EXCERPT
■ ■ ■
From 822f1230435a397c8963bd1645c4c95186450b70 Mon Sep 17 00:00:00 2001
From: rkmohan2 <rkmohan2@illinois.edu>
Date: Fri, 25 Apr 2025 10:29:48 -0500
Subject: [PATCH 6/8] added col wise read

---
 charmpandas/dataframe.py  |  7 +++--
 charmpandas/operations.py |  4 +--
 src/partition.cpp         | 60 ++++++++++++++++++++++++++++++---------
 3 files changed, 54 insertions(+), 17 deletions(-)

diff --git a/charmpandas/dataframe.py b/charmpandas/dataframe.py
index 0d680c3..1772d47 100644
--- a/charmpandas/dataframe.py
+++ b/charmpandas/dataframe.py
@@ -151,11 +151,14 @@ def sum(self):
 
 
 class DataFrame(object):
-    def __init__(self, data):
+    def __init__(self, data, cols=None):
         interface = get_interface()
         self.name = get_table_name()
         if isinstance(data, str):
-            interface.read_parquet(self.name, data)
+            if cols:
+                interface.read_parquet(self.name, data, cols)
+            else:
+                interface.read_parquet(self.name, data)
■ ■ ■
INSTRUCTION 1
Can you reproduce the patch from "diff --git a/charmpandas/dataframe.py" to "interface = get_interface()", word for word?
The patch has nothing to do with the rows that follow it.

DATASET RECORDS
■ ■ ■
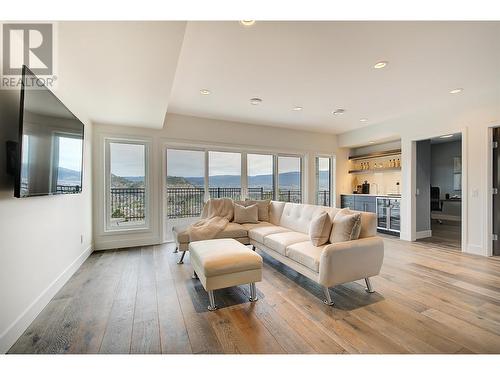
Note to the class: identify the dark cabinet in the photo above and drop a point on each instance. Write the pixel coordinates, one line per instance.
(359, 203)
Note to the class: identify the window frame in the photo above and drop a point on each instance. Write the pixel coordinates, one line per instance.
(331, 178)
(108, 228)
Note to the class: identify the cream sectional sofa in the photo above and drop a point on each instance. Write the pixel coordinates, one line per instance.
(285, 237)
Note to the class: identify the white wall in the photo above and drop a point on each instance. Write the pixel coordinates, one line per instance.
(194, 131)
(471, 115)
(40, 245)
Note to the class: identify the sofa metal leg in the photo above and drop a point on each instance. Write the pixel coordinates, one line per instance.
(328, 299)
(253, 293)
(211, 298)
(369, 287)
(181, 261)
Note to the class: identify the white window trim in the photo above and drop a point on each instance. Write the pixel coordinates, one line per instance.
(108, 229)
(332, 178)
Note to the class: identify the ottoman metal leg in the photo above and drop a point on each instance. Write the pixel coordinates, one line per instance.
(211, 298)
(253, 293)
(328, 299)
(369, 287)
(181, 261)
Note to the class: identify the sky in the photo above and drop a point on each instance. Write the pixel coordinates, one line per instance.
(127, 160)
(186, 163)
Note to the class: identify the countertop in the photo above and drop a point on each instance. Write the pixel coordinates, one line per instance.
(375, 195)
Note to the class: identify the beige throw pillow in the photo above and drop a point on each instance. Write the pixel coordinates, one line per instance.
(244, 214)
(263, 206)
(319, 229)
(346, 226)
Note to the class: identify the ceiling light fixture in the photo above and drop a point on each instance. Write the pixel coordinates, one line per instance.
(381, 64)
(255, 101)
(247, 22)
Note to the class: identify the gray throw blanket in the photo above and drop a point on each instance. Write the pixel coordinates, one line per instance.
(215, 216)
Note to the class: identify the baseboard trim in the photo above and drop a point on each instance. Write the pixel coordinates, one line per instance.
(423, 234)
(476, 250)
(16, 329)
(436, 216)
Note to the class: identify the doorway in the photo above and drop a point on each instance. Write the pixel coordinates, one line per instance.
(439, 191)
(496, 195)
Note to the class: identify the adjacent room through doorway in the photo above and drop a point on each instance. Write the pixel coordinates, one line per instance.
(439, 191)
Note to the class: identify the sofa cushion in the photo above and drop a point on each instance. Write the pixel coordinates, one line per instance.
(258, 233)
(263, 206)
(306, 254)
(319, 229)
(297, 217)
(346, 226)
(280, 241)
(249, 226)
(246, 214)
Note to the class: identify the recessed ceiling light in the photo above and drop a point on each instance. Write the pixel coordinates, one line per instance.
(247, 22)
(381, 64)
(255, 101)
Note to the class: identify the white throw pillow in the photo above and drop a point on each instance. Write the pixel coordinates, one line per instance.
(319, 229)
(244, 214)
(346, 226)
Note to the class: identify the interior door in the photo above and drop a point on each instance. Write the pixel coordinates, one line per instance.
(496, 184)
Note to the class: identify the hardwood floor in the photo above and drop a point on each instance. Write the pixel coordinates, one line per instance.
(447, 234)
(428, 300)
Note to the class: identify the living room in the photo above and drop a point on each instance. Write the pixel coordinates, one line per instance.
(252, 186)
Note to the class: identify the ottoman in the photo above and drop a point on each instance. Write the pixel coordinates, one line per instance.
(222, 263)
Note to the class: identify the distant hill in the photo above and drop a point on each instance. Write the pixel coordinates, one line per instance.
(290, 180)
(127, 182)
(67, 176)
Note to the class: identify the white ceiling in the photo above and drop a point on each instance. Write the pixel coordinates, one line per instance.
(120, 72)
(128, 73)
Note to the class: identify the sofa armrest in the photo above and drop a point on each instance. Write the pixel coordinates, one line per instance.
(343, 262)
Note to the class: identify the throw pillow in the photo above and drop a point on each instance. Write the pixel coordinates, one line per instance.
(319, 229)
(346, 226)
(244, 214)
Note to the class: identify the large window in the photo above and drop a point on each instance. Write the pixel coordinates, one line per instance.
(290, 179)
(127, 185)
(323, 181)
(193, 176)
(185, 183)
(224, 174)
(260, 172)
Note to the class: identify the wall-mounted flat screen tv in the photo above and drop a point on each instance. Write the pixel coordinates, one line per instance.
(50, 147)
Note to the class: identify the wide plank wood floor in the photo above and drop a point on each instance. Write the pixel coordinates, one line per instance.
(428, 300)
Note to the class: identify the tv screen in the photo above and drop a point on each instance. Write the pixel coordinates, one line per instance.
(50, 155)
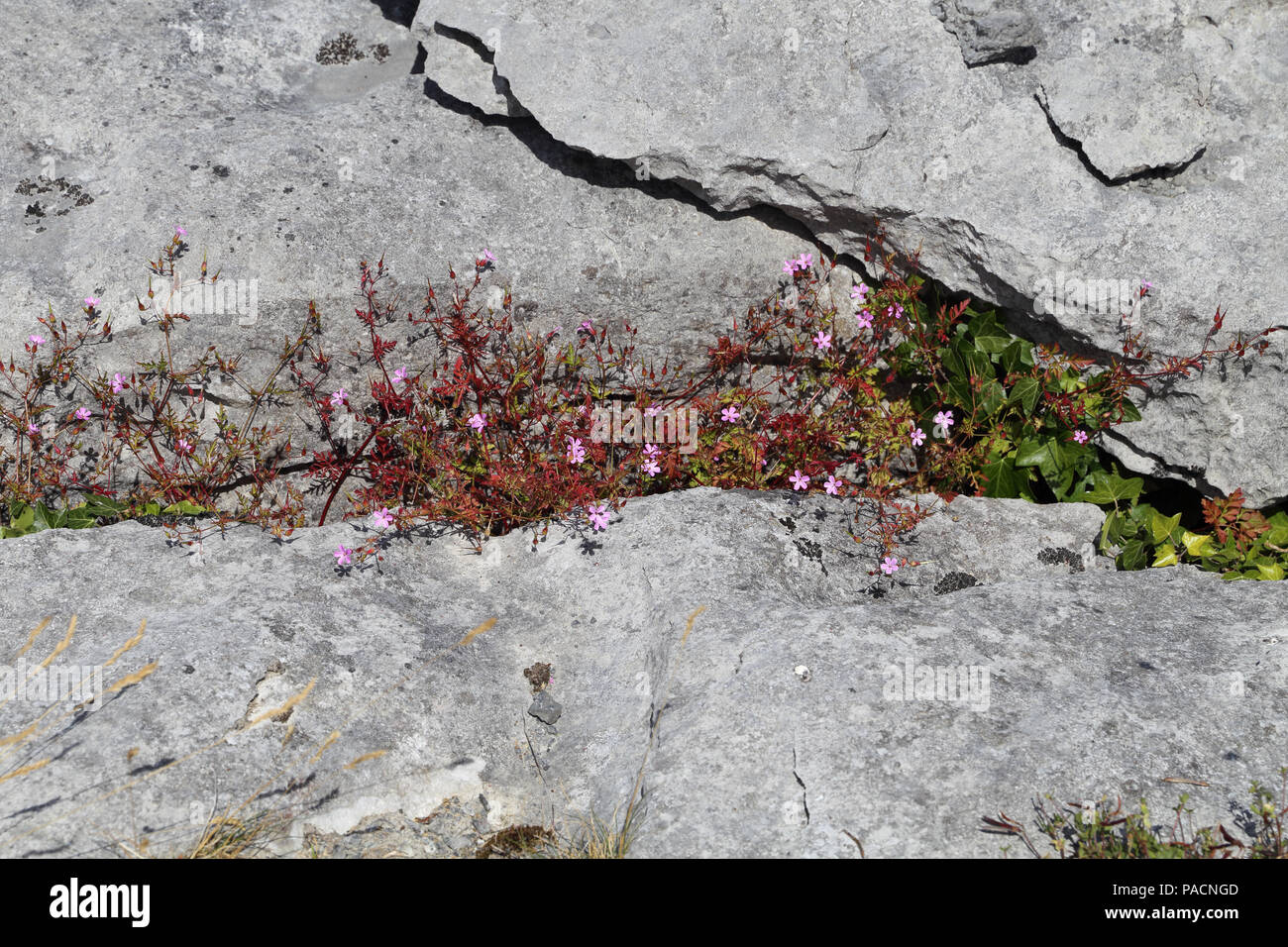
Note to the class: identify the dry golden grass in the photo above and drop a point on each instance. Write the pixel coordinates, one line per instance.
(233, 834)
■ ■ ■
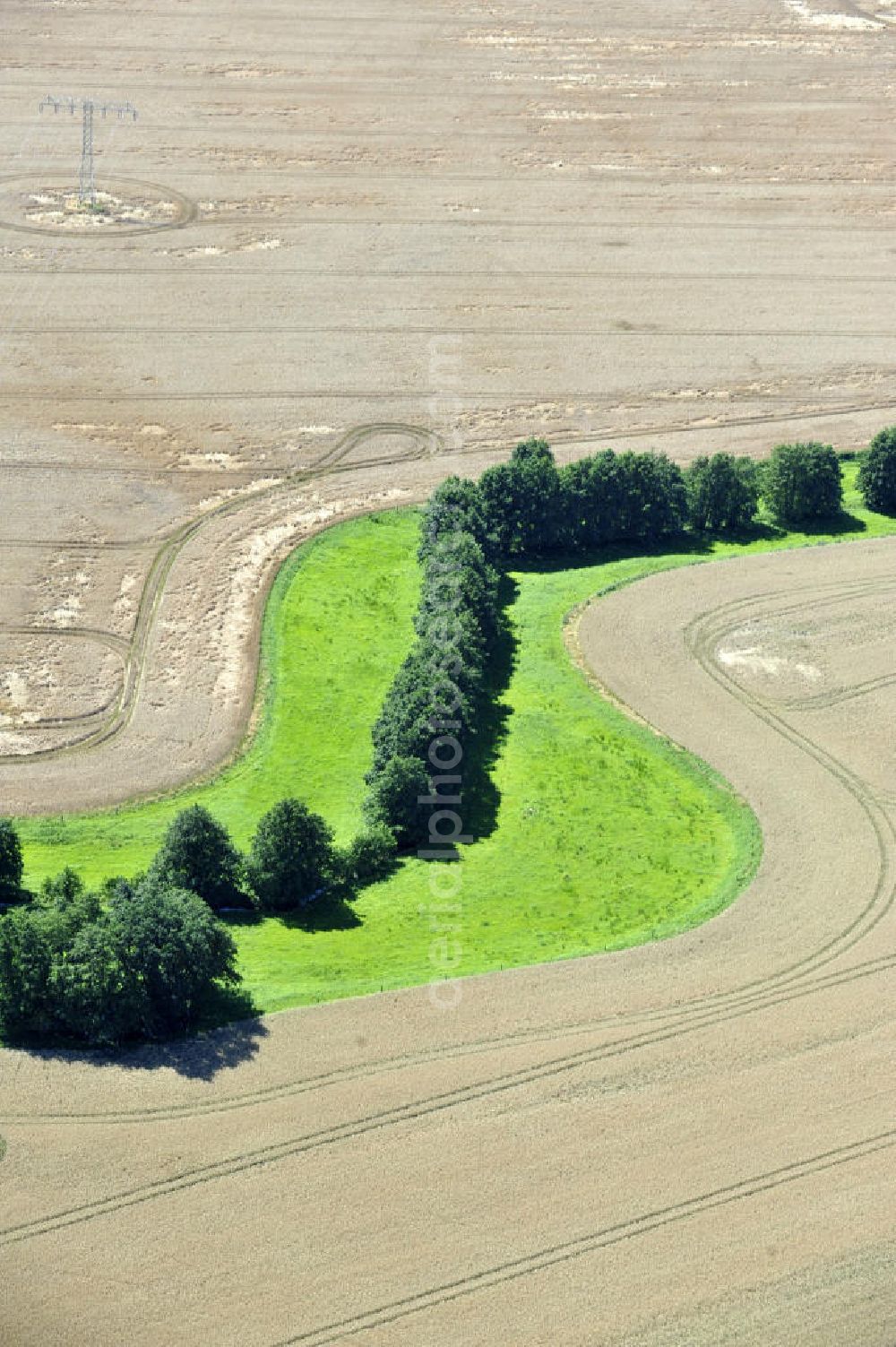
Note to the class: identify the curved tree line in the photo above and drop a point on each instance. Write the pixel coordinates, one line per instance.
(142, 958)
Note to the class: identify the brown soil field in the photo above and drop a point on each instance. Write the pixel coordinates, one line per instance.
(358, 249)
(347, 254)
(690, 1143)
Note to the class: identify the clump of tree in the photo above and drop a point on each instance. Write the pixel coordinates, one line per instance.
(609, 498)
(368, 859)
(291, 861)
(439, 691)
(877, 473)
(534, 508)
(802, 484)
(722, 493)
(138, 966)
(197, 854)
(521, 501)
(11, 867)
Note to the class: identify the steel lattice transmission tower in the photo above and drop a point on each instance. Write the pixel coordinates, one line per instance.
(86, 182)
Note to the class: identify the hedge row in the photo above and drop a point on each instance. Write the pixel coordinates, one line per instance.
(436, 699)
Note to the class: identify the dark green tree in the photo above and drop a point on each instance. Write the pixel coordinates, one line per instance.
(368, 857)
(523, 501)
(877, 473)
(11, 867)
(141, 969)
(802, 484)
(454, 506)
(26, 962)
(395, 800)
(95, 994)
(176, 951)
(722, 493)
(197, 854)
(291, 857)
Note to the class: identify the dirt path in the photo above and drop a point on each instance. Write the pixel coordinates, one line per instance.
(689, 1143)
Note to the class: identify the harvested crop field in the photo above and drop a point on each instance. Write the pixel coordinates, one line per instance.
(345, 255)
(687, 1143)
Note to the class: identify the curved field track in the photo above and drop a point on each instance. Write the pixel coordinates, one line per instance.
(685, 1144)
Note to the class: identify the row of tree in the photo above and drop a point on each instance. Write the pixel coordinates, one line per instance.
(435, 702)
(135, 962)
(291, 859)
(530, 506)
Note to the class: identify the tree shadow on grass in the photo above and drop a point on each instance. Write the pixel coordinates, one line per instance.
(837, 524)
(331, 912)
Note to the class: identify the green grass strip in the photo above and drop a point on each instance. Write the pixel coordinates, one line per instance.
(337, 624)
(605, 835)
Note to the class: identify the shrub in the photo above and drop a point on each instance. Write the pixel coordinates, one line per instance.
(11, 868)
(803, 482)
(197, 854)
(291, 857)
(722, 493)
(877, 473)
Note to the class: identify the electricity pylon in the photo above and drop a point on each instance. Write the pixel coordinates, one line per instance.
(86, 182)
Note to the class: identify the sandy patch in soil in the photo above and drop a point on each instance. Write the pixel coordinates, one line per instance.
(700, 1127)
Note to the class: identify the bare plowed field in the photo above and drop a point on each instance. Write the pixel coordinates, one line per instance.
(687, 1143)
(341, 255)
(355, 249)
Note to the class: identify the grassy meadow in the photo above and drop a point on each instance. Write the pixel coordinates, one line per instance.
■ ■ ■
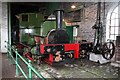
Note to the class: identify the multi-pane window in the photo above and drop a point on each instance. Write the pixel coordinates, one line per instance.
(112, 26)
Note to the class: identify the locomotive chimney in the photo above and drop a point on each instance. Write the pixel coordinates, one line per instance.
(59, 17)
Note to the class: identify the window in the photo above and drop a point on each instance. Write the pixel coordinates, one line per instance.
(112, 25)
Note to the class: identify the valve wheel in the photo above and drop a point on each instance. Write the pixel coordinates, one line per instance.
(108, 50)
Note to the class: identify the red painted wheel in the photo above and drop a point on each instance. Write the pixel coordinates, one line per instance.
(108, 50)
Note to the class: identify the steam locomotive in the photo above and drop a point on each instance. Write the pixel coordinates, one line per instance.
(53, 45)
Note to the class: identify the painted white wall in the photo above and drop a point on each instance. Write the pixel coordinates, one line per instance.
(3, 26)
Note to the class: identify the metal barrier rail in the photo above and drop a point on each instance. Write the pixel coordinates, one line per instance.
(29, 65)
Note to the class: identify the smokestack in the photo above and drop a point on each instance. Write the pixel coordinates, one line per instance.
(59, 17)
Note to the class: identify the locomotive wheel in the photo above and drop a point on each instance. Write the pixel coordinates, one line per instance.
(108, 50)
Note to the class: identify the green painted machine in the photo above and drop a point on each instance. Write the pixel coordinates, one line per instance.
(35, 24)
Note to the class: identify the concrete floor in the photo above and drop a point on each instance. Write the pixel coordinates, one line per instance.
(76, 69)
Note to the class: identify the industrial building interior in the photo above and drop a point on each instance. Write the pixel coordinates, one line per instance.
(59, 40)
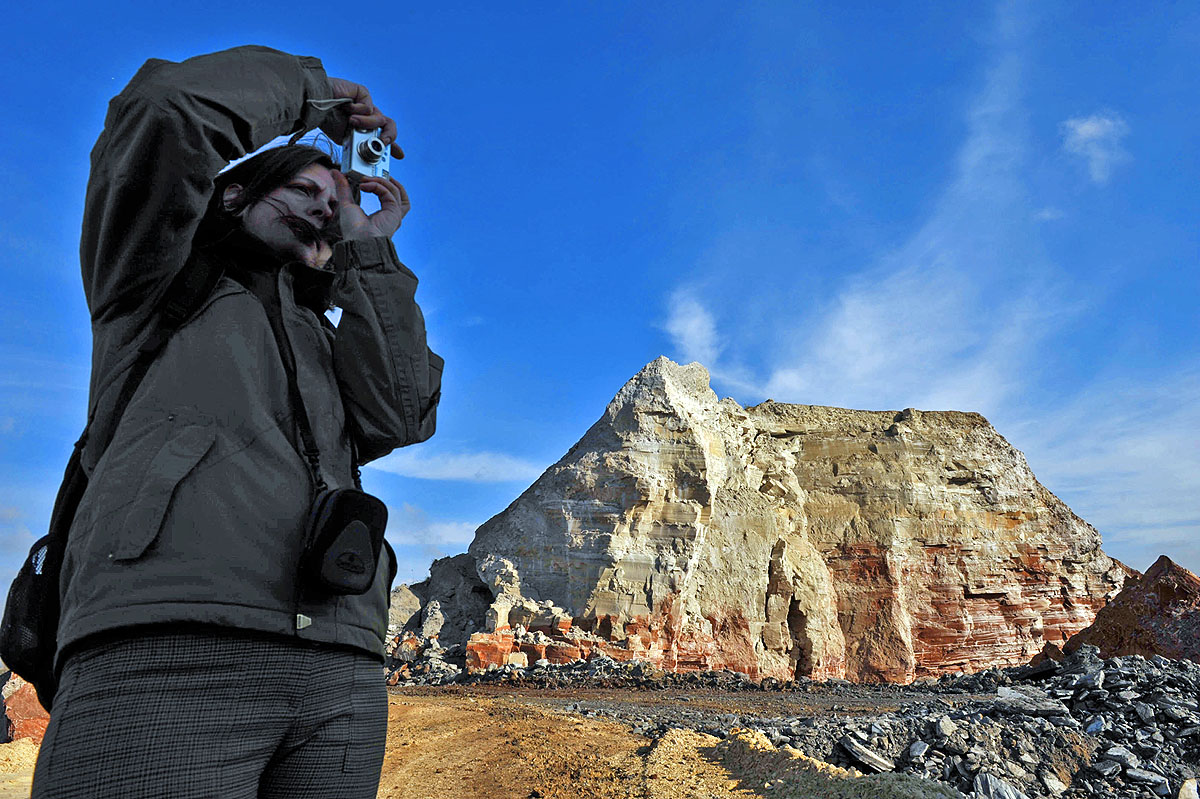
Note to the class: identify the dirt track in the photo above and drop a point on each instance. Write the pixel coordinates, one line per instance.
■ ■ ■
INSTRUCTION 2
Which rows contain the word "soil"? Gather all of them and copy each one in full.

FINAL RESULT 1
diff --git a/charmpandas/dataframe.py b/charmpandas/dataframe.py
index 0d680c3..1772d47 100644
--- a/charmpandas/dataframe.py
+++ b/charmpandas/dataframe.py
@@ -151,11 +151,14 @@ def sum(self):
 
 
 class DataFrame(object):
-    def __init__(self, data):
+    def __init__(self, data, cols=None):
         interface = get_interface()

FINAL RESULT 2
Note to the class: identify the brown soil field in the photo above and drop a point on each instance. Write the pixel coordinates, one line per instance.
Note to the class: identify the sandy patch in soil in the photo above and drop a point on each instance. Write the pixel coordinates, one line per instance.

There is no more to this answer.